**Given problem**
Write out, character for character, the line containing "One point goes on every instance of the black metal" and all lines after it up to the end of the listing.

**Data section**
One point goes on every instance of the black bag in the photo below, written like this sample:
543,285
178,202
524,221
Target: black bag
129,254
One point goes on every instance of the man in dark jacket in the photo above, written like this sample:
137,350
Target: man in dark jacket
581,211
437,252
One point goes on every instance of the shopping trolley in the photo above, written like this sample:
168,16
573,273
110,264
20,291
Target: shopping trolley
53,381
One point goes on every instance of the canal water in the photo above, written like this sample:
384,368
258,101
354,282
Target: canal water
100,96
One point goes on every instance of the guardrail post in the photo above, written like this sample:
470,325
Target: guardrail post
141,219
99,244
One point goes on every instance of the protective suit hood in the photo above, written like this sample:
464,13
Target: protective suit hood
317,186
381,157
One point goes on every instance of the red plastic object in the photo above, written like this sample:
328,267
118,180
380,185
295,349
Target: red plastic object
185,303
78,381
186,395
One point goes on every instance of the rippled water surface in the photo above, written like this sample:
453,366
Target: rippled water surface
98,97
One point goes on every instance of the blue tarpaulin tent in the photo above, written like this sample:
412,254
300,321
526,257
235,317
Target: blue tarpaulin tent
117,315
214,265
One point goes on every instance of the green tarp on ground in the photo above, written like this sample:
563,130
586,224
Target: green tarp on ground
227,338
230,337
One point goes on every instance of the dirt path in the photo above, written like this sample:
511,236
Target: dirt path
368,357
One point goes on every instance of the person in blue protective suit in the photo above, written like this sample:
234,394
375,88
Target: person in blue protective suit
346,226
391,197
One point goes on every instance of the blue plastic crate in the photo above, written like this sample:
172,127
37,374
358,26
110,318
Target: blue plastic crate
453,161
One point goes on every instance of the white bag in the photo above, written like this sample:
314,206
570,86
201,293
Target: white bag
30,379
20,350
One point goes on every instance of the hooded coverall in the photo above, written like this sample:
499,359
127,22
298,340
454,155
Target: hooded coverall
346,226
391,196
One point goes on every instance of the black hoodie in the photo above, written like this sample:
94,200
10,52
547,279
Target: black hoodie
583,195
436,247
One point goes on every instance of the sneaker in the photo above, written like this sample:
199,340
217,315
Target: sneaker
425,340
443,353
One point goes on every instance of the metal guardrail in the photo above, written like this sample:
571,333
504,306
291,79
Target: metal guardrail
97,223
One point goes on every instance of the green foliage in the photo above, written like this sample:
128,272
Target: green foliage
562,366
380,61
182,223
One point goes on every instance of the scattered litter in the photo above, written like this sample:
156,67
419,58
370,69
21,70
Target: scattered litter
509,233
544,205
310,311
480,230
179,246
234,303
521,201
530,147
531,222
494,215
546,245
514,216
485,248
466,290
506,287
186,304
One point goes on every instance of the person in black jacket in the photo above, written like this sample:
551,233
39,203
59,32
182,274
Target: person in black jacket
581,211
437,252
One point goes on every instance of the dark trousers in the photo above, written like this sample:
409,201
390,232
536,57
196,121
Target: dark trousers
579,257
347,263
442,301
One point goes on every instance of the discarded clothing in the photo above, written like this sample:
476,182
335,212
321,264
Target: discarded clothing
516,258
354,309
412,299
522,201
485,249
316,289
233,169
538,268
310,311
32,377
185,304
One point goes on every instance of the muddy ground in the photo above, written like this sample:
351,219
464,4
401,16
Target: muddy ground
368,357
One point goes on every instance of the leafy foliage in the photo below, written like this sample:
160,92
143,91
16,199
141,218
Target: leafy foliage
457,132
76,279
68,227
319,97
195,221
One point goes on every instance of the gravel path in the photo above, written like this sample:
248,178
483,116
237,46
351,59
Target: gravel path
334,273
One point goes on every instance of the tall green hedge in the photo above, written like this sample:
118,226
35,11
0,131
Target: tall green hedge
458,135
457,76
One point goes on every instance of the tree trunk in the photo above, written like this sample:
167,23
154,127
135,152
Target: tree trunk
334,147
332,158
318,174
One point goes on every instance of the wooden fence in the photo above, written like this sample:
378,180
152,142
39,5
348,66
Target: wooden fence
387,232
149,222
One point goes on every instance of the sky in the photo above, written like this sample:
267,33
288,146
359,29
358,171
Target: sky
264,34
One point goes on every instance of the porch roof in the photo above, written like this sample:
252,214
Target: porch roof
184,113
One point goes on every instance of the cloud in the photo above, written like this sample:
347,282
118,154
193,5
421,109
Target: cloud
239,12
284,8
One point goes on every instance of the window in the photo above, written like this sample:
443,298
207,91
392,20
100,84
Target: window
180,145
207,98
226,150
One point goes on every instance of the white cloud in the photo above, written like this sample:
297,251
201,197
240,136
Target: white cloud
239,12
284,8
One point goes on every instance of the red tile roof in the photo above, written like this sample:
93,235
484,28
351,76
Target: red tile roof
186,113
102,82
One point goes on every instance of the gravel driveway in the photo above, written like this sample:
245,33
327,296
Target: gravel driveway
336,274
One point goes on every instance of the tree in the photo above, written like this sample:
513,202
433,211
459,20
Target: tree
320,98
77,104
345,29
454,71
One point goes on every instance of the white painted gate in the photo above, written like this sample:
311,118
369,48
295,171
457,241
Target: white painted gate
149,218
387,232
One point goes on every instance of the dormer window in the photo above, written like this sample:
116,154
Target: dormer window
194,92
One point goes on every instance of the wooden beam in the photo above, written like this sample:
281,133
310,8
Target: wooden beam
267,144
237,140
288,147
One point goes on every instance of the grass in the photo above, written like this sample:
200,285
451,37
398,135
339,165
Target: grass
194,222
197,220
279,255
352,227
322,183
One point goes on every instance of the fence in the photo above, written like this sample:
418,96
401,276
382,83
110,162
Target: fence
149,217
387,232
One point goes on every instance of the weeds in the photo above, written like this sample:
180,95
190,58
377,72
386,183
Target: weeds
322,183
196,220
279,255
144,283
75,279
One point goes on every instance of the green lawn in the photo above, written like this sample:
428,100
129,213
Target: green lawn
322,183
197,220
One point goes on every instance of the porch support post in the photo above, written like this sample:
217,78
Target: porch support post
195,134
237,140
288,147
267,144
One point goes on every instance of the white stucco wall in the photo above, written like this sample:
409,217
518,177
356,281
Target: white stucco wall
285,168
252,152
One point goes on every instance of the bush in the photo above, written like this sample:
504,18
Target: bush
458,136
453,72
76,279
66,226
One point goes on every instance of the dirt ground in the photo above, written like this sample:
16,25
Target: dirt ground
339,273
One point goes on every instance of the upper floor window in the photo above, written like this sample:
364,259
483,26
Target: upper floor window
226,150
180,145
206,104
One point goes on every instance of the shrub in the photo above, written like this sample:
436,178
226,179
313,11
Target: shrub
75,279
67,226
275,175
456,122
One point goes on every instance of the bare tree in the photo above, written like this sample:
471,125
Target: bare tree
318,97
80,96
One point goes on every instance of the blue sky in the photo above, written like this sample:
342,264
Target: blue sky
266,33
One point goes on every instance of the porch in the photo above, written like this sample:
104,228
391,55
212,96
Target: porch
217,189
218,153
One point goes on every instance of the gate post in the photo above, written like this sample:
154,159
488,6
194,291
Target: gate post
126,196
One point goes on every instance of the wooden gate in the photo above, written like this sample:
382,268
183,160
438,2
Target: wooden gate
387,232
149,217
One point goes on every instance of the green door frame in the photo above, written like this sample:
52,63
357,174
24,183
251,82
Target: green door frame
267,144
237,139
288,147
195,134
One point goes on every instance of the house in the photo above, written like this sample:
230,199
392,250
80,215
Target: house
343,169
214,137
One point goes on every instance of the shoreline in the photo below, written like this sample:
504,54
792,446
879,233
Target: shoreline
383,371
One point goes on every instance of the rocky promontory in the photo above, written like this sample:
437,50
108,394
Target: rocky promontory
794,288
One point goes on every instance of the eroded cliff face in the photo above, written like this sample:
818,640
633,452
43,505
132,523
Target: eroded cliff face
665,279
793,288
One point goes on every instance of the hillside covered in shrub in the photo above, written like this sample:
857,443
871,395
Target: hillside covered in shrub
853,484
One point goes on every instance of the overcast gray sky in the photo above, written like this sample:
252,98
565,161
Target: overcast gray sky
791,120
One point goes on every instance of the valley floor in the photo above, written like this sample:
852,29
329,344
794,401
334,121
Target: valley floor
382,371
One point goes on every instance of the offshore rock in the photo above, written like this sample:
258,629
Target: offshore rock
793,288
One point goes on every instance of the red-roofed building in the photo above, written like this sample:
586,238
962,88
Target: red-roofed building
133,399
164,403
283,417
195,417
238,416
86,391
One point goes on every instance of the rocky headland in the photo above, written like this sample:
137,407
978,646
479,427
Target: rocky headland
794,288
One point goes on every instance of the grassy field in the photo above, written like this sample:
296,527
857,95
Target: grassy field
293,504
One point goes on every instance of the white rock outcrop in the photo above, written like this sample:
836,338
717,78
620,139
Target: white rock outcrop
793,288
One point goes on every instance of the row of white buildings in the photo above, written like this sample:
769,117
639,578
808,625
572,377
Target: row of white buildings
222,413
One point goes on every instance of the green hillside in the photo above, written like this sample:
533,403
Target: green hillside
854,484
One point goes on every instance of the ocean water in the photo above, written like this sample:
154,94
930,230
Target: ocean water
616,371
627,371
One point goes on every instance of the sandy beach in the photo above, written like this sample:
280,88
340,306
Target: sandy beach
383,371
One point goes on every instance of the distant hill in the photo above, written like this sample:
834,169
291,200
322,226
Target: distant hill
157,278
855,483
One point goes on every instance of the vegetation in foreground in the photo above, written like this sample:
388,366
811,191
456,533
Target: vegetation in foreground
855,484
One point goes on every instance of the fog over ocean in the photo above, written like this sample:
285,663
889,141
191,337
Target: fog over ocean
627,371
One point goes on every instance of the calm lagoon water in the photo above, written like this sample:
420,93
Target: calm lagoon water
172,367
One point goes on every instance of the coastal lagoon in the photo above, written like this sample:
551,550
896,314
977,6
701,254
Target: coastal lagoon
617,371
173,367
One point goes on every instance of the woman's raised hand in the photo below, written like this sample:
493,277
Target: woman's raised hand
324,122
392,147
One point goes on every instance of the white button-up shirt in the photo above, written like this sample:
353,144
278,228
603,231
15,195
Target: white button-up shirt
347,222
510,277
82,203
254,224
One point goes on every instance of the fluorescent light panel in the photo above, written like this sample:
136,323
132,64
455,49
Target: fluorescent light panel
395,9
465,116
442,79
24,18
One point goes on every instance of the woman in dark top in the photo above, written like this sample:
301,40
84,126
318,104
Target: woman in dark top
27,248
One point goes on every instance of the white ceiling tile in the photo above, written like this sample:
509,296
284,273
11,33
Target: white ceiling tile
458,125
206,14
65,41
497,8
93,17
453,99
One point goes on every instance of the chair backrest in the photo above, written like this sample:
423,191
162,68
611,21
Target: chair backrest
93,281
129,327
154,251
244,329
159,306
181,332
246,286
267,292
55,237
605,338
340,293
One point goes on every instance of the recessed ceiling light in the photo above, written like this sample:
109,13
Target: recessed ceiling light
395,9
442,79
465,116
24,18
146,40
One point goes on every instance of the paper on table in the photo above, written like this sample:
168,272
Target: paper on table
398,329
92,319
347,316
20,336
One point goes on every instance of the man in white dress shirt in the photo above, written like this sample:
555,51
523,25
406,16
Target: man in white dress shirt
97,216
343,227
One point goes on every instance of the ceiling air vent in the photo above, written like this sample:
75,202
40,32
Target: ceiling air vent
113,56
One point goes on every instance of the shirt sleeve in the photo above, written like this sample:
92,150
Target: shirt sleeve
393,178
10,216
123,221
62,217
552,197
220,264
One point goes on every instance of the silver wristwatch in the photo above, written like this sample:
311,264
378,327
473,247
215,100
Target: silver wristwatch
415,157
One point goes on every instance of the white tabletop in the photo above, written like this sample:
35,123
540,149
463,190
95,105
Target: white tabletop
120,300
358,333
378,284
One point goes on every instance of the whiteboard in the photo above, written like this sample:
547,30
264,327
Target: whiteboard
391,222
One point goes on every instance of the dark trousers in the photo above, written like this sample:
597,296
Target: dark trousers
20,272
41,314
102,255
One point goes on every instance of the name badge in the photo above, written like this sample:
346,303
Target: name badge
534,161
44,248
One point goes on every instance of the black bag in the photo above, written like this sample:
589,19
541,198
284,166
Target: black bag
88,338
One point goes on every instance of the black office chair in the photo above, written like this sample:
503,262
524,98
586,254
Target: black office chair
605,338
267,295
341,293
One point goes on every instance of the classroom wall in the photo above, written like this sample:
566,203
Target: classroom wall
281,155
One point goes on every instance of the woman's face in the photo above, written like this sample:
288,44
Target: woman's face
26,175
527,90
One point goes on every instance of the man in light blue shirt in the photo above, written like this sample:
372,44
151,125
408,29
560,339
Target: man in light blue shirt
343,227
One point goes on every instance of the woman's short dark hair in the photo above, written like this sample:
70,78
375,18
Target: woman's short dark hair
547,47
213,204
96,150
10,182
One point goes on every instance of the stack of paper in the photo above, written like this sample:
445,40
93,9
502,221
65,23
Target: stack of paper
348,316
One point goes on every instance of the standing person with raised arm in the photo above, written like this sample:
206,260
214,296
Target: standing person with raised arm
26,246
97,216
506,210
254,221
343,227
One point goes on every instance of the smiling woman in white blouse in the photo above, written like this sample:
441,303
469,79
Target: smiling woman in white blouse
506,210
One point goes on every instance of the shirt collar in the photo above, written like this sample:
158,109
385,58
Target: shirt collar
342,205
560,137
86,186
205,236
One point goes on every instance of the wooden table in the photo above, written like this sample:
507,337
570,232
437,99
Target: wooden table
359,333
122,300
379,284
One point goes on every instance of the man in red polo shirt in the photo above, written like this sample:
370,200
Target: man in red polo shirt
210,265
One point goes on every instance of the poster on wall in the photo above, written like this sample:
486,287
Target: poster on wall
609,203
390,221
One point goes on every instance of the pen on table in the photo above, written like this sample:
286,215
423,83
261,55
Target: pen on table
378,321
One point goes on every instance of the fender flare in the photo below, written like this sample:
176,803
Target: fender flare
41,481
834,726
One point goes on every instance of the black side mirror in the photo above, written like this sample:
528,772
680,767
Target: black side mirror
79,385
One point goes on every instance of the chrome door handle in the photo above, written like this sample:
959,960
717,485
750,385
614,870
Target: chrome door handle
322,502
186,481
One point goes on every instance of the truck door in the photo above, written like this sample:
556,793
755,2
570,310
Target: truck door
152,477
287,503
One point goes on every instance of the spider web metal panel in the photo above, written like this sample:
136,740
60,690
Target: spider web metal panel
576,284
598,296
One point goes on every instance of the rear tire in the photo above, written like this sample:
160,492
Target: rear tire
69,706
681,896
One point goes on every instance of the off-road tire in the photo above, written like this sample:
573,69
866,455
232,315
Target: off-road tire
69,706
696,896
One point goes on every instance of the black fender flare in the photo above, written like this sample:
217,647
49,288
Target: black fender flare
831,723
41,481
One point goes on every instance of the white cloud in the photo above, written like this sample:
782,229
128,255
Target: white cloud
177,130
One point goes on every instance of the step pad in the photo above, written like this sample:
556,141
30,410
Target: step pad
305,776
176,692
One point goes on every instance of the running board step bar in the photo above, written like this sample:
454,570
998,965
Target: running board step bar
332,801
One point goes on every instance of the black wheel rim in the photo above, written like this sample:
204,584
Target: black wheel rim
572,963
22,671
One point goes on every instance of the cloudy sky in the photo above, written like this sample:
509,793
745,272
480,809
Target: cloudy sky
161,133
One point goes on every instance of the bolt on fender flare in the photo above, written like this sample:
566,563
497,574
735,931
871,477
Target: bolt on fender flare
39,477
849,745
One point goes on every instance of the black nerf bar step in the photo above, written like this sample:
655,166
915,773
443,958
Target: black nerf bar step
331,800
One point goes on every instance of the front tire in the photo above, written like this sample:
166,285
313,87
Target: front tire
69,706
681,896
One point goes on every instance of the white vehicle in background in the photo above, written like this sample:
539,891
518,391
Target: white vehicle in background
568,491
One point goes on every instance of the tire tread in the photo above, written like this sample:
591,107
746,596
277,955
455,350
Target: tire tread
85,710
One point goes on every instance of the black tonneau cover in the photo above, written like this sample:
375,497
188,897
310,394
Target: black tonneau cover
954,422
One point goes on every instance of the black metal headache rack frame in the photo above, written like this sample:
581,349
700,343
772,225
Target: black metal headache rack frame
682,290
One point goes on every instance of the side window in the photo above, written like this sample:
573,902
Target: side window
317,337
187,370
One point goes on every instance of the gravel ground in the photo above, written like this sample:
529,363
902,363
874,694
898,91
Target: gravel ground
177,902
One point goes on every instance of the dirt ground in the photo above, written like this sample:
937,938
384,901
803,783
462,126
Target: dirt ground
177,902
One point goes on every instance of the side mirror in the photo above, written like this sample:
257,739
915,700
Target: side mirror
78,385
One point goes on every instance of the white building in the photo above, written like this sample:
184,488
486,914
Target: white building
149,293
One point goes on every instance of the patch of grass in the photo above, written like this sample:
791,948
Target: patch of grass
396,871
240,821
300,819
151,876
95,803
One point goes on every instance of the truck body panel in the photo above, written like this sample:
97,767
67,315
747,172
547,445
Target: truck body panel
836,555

**Output for this task**
One point goes on every instance of the black metal headache rack frame in the photo above, written like this sample:
581,349
700,343
772,225
Target: black metal headache rack frame
682,290
One point goes on every instance of the side window in the photo above, written like this sample:
573,902
Target: side window
317,337
187,370
One point goes on every instance of the gravel ground in the photo above, written like this sample:
529,363
902,363
874,694
898,91
Target: gravel ground
177,902
One point goes on every instance of the dirt ground in the photo above, written like this sample:
937,938
384,901
803,783
462,126
Target: dirt ground
177,902
One point goes on every instance of the side mirror in the photo above, written like this sample:
257,739
915,700
Target: side mirror
78,385
One point goes on every instance of the white building in the photo above, written like this sample:
184,488
486,914
Target: white building
149,293
One point goes on every instance of the patch of grass in the photo above, written like this sample:
791,948
Target: patch of grass
396,871
240,821
300,819
151,876
95,803
One point goes on every instance of the truck body panel in the photo above, written like this sample:
97,767
67,315
747,172
547,445
Target: truck body panel
836,555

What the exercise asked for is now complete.